Selected passage:
====================

AFASA urge government to intervene with drought support

Through its interactions with its provincial leaders, AFASA has learned that 2023/24 grain crops are endangered due to the ongoing drought. Consequently, farmers are already experiencing losses. The unfortunate part about these losses is that they have a domino effect on other industries such as livestock, as maize is used in feed for livestock.

In the same light, this drought is likely to have a severe impact on the capacity of grazing fields, thus, leading to livestock farmers being forced to buy most of their feed at higher prices in order to keep their herd alive. Some might even face the nightmare of having to cull their livestock. The drought also has some serious food security implications as maize is a stable food to South Africa and serves as a major inputs in other processed food. This is likely to result in food inflation as most developing farmers have non-existent financial reserves to tap into to save the situation.

AFASA has since written to the Minister of Agriculture, Land and Rural Development (DALRRD) to request for immediate support to farmers that have already experienced losses, especially developing farmers as they cannot afford to pay for insurance.

“We are worried that the sector does not have adequate instruments to proactively respond to disasters in South Africa and therefore we are forever a season away from facing food security challenges,” alluded the Chairperson of AFASA Grain Chamber, Dr Sandile Ndlungwane.

In the same light, the Chairperson of AFASA Red-Meat Chamber, Mr Abel Naphtally, highlighted the lack of necessary measures to counter disaster risk for livestock farmers.

“If you compare South Africa to other agricultural countries, such as the United States of America or Australia, you will realise that we are far behind in terms of putting mitigation instruments against production risks such as hail, storms, fire, drought, and many others,” said Naphtally.

Accordingly, the President of AFASA calls for DALRRD to work on measures to ameliorate farmers, particularly developing farmers, against disaster risks in South Africa.

“The construction sector has Compensation for Occupational Injuries and Diseases Act (COIDA) to cover for injury on duty, the transport sector has Road Accident Fund (RAF), the labour sector has Unemployment Insurance Fund (UIF), yet, farmers have no form of protection against production related risks,” argued Mthembu.

AFASA has requested a meeting with the Minister of Agriculture, Ms Thoko Didiza, to discuss the drought crisis with the hope to come up with immediate and long-term solutions.

====================

Input data:
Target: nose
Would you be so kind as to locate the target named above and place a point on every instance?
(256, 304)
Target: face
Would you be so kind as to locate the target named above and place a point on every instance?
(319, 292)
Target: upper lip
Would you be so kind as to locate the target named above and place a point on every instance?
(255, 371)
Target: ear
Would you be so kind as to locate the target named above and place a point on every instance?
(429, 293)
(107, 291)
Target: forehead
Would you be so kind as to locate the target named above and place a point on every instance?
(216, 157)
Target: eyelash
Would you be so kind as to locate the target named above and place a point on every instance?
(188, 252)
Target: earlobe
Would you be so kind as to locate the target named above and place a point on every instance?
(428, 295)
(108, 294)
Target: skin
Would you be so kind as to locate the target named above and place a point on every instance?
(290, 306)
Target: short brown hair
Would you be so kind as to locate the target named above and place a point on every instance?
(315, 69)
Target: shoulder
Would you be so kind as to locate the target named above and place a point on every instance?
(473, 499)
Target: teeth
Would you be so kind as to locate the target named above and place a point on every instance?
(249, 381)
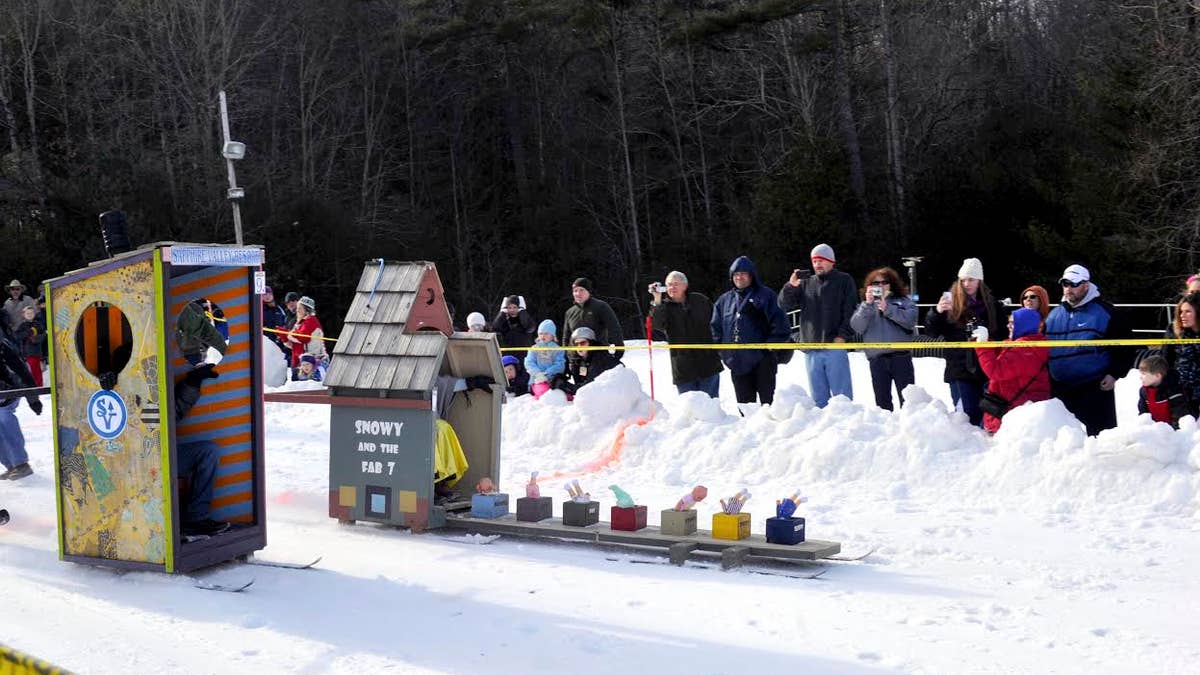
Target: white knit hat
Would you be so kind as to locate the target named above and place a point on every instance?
(971, 268)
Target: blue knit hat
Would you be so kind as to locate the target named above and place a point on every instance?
(1025, 322)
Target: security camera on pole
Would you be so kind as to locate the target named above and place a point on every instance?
(232, 150)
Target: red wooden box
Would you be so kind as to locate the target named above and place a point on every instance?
(628, 519)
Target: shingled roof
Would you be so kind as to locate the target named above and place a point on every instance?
(395, 332)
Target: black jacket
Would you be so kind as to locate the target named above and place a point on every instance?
(1185, 360)
(275, 318)
(599, 317)
(15, 375)
(519, 332)
(826, 304)
(586, 369)
(688, 323)
(520, 384)
(963, 364)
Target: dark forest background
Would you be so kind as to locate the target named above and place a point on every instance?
(521, 144)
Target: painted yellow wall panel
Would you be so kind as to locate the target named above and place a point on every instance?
(111, 488)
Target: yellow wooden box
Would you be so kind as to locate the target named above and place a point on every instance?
(731, 526)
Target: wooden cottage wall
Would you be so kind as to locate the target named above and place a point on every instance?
(112, 490)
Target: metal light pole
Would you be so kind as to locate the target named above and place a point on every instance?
(911, 263)
(232, 150)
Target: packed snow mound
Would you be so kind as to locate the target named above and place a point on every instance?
(1041, 459)
(1042, 451)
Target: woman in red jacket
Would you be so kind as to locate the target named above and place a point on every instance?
(306, 336)
(1019, 375)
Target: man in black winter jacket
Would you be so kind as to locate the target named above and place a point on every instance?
(514, 327)
(13, 375)
(594, 314)
(826, 298)
(684, 317)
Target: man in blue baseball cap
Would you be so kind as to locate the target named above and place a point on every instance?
(517, 378)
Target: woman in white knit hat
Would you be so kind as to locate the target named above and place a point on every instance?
(967, 311)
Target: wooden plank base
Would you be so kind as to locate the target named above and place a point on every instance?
(679, 547)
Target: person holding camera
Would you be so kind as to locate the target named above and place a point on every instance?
(13, 375)
(966, 311)
(887, 315)
(826, 298)
(1084, 377)
(684, 317)
(592, 312)
(1015, 375)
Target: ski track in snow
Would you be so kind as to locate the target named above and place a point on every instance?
(1035, 550)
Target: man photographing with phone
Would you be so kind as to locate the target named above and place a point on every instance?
(684, 317)
(826, 299)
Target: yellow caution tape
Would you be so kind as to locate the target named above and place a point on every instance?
(905, 346)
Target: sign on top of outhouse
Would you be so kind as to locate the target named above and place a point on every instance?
(395, 334)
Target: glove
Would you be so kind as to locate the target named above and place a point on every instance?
(199, 374)
(479, 382)
(107, 381)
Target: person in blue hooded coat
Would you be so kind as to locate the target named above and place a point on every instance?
(749, 314)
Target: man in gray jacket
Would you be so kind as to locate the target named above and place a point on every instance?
(887, 315)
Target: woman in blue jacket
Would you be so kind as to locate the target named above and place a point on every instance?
(749, 314)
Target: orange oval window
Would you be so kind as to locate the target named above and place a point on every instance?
(103, 339)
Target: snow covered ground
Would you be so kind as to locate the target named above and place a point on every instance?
(1037, 550)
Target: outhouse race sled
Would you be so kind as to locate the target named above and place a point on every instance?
(115, 360)
(401, 380)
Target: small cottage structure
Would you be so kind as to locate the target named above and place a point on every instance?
(383, 381)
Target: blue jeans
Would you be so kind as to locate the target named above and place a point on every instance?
(709, 386)
(828, 375)
(969, 393)
(12, 441)
(198, 460)
(891, 368)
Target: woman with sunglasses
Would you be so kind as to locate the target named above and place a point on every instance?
(887, 315)
(1037, 298)
(967, 306)
(1185, 359)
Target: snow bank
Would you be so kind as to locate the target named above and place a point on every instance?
(1041, 459)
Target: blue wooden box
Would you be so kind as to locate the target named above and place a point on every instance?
(785, 530)
(581, 514)
(490, 506)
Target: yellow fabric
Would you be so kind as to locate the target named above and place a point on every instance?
(449, 460)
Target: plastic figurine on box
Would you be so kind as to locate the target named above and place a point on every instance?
(691, 499)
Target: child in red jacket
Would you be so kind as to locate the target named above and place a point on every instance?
(1161, 395)
(1018, 375)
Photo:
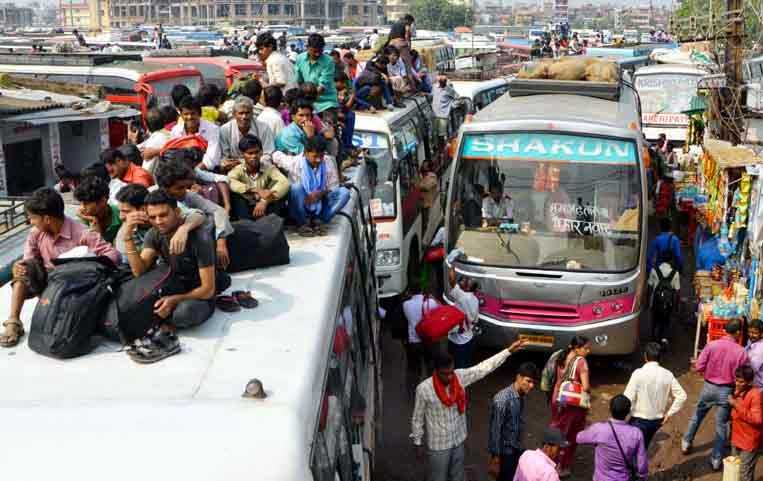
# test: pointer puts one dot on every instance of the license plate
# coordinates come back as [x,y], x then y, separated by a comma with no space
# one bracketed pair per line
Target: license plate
[543,341]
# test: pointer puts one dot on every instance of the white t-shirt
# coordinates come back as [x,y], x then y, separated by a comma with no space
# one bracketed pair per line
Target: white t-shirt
[470,306]
[412,308]
[280,71]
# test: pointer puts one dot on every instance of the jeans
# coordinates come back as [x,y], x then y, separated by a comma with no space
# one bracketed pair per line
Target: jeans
[331,204]
[648,428]
[712,395]
[509,464]
[448,464]
[462,354]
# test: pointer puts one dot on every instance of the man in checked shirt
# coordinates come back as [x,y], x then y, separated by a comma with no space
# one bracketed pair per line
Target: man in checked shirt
[441,407]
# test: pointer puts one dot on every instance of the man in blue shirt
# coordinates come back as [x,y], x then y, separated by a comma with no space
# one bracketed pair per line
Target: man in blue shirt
[665,248]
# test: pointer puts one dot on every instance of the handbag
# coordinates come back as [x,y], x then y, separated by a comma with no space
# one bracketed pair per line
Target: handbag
[571,392]
[632,474]
[436,323]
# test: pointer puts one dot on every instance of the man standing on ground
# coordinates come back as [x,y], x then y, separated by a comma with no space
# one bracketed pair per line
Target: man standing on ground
[540,464]
[441,407]
[620,453]
[718,361]
[649,389]
[746,421]
[507,422]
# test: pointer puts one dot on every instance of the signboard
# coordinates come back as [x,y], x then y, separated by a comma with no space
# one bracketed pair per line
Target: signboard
[665,119]
[543,147]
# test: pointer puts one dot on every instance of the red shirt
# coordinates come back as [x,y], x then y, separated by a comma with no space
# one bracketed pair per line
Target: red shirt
[747,420]
[138,175]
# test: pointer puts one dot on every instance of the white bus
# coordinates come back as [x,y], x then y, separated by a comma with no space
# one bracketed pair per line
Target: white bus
[398,143]
[666,91]
[566,253]
[312,342]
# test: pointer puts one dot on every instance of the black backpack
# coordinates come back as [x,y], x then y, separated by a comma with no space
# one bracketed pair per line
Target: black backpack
[258,243]
[71,306]
[664,298]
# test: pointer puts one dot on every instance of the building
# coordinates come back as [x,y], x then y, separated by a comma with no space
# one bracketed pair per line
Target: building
[13,16]
[307,13]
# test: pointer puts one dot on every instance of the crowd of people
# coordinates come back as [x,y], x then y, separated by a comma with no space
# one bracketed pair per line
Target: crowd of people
[173,195]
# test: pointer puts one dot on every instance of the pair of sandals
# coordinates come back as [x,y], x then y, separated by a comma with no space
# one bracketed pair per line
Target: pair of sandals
[11,338]
[235,301]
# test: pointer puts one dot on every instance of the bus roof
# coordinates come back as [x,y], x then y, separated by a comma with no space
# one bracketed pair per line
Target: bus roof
[558,107]
[93,414]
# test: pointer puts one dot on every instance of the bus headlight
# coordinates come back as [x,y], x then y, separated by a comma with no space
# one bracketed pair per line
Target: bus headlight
[387,257]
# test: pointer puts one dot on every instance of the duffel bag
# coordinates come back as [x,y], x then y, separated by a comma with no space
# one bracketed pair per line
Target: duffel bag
[69,309]
[258,243]
[436,323]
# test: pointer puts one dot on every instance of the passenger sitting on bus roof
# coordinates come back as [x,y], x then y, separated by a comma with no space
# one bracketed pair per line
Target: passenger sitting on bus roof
[315,194]
[313,66]
[132,213]
[372,85]
[95,210]
[194,268]
[243,123]
[496,207]
[176,178]
[346,98]
[119,167]
[257,189]
[190,112]
[52,234]
[150,149]
[279,68]
[209,97]
[271,116]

====================

Task requirements: Reproduce word for word the part of the AFASA drought article that opens with the words containing "AFASA has since" and closes with "pay for insurance.". The rows are separate material, unconnected to the AFASA drought article.

Finished task:
AFASA has since written to the Minister of Agriculture, Land and Rural Development (DALRRD) to request for immediate support to farmers that have already experienced losses, especially developing farmers as they cannot afford to pay for insurance.